**Set task**
Rewrite the material as a Markdown table with the columns Row and Line, starting at the line containing "where the wooden" and ending at the line containing "[326,134,357,153]". Number each row and leave out any blank lines.

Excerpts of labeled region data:
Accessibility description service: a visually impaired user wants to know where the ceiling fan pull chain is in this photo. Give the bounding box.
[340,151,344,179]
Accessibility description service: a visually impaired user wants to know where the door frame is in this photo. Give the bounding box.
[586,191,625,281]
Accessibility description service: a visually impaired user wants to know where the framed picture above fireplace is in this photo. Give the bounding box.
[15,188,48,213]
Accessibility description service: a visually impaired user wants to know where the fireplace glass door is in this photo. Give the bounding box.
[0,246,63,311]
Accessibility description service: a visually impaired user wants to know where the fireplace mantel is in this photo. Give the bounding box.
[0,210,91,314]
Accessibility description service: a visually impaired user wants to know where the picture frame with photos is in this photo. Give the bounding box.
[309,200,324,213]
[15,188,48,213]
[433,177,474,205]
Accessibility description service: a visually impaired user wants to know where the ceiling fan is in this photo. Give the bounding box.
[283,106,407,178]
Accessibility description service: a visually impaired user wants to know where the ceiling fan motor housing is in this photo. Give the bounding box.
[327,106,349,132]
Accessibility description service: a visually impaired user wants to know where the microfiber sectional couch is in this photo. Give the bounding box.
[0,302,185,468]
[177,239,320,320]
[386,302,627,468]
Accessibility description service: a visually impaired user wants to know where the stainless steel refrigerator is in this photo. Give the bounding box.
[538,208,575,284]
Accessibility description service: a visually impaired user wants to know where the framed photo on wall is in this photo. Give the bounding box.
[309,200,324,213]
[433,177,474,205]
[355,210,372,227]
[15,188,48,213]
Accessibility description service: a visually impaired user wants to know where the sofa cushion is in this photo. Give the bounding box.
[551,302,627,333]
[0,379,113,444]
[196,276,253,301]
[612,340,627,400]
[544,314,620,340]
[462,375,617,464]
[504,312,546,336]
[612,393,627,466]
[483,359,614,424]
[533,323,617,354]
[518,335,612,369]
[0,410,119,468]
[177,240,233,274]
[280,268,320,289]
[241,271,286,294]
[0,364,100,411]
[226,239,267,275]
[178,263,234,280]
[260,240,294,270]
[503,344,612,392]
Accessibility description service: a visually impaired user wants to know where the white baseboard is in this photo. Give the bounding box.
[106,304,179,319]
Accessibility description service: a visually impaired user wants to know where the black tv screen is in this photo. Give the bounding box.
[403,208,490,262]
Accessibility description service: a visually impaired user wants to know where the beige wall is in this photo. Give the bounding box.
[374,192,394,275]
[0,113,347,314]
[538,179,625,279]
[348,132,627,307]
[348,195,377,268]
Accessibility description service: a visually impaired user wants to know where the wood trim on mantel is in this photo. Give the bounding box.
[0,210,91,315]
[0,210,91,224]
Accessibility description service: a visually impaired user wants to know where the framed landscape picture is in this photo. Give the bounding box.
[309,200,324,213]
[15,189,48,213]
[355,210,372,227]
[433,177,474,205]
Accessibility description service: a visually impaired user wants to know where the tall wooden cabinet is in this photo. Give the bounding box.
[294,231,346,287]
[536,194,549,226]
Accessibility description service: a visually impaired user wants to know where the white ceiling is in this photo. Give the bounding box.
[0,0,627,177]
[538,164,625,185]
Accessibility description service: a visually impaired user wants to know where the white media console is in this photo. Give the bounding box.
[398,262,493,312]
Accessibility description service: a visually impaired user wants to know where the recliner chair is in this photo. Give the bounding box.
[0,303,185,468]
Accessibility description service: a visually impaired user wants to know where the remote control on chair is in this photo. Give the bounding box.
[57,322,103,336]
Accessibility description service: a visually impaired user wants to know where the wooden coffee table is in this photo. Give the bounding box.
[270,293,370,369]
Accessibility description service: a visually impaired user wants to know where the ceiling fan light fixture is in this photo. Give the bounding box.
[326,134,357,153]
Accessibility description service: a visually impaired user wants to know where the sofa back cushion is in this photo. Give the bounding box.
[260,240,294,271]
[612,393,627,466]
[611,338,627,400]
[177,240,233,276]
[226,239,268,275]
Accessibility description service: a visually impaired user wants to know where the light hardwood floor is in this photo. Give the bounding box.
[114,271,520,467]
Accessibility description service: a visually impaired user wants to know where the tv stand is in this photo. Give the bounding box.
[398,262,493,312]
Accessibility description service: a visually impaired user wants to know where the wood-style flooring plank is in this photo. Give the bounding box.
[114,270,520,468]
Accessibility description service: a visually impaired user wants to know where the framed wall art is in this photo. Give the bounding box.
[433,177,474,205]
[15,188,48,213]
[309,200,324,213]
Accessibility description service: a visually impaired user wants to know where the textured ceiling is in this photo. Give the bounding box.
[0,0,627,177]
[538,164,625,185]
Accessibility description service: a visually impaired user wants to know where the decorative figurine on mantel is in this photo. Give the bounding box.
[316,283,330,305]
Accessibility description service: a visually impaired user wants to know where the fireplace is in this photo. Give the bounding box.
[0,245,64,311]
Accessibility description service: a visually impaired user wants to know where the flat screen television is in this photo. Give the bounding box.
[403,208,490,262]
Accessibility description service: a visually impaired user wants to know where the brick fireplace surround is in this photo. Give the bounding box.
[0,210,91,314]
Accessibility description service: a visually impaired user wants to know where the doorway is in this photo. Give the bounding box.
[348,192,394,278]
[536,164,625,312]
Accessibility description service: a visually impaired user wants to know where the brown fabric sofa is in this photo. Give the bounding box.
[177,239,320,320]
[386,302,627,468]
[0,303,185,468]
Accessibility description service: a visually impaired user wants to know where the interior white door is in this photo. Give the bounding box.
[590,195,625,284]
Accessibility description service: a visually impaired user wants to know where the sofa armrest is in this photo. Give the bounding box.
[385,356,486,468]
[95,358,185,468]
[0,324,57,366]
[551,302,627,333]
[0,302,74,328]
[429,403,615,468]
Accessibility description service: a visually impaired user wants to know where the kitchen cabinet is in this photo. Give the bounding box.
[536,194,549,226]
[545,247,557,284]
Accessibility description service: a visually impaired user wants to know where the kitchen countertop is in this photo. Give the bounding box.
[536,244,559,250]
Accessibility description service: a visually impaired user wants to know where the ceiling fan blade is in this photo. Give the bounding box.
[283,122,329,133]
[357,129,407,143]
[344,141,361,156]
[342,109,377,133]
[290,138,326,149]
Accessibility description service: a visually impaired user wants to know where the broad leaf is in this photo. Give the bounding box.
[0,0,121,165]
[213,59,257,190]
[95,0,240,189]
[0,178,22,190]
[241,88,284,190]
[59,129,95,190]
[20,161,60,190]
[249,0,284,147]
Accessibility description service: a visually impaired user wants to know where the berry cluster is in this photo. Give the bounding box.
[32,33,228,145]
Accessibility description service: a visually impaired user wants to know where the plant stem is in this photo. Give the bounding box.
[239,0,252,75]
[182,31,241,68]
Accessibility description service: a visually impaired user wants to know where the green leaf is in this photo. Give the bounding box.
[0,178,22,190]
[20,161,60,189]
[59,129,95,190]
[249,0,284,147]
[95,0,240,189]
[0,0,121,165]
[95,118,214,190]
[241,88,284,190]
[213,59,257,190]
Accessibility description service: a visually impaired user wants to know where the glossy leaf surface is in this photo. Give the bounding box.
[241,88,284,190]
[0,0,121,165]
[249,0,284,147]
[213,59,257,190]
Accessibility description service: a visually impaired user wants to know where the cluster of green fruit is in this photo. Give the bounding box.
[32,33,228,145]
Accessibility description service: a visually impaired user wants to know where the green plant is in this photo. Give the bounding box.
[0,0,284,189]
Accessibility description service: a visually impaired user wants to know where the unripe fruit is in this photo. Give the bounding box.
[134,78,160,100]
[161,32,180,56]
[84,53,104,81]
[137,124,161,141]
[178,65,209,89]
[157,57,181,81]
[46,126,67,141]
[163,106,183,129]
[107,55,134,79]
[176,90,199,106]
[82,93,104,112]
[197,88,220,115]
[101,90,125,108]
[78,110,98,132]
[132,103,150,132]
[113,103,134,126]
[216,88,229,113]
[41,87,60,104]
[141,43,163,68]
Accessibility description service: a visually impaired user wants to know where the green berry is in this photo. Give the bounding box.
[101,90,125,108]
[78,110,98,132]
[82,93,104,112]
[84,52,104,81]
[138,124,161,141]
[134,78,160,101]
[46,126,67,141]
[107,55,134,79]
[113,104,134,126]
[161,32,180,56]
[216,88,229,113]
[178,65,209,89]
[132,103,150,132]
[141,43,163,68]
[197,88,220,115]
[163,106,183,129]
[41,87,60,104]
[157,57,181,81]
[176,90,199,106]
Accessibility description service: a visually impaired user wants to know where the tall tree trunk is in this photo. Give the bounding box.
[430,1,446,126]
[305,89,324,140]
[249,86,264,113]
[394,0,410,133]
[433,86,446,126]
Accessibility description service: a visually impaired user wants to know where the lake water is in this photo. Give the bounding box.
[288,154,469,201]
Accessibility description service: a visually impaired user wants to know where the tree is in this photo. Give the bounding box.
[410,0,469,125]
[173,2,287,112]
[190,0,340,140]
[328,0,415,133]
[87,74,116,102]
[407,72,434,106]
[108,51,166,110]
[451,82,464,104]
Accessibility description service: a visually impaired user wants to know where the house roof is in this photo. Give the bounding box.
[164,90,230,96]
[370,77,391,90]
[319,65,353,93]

**Task output**
| Row | Line |
|---|---|
| 1 | Accessibility description service: a visually impaired user wants to know where the wooden coffee table is in this photo. Give the bounding box. |
| 2 | [270,293,370,369] |
| 3 | Accessibility description service: a visually impaired user wants to know where the ceiling fan light fixture is in this photo. Give the bounding box. |
| 4 | [326,134,357,153] |